▸ **YOUR TASK**: Rewrite the material below with every "white step tread" changed to "stair tread", leaving all other text as it is.

▸ **MATERIAL SHOWN**:
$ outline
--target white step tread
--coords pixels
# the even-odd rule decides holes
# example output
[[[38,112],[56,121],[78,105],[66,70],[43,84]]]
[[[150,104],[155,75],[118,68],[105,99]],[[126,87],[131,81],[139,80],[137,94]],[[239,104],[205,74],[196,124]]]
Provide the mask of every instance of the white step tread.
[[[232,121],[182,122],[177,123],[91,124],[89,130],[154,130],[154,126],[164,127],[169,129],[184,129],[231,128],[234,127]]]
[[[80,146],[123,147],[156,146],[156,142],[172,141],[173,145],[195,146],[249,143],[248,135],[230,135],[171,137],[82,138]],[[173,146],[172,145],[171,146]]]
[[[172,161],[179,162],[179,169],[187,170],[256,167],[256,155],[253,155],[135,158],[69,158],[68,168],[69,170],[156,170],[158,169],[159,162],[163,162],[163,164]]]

▸ **RESULT**:
$ outline
--target stair tread
--coords pixels
# the even-odd rule decides holes
# example output
[[[38,112],[56,121],[78,105],[66,70],[43,84]]]
[[[150,104],[155,75],[118,68],[105,99]],[[126,87],[131,81],[139,80],[137,94]],[[239,104],[205,74],[196,124]]]
Provide the mask of every instance of the stair tread.
[[[232,121],[182,122],[177,123],[91,124],[89,130],[154,130],[154,126],[164,127],[169,129],[184,129],[231,128],[234,127]]]
[[[80,146],[123,147],[156,146],[156,142],[172,141],[173,145],[195,146],[249,143],[248,135],[230,135],[171,137],[82,138]],[[173,146],[172,145],[171,146]]]
[[[172,161],[179,162],[179,169],[187,170],[256,167],[256,155],[253,155],[135,158],[69,158],[68,168],[69,170],[156,170],[158,169],[159,162],[163,162],[163,164]]]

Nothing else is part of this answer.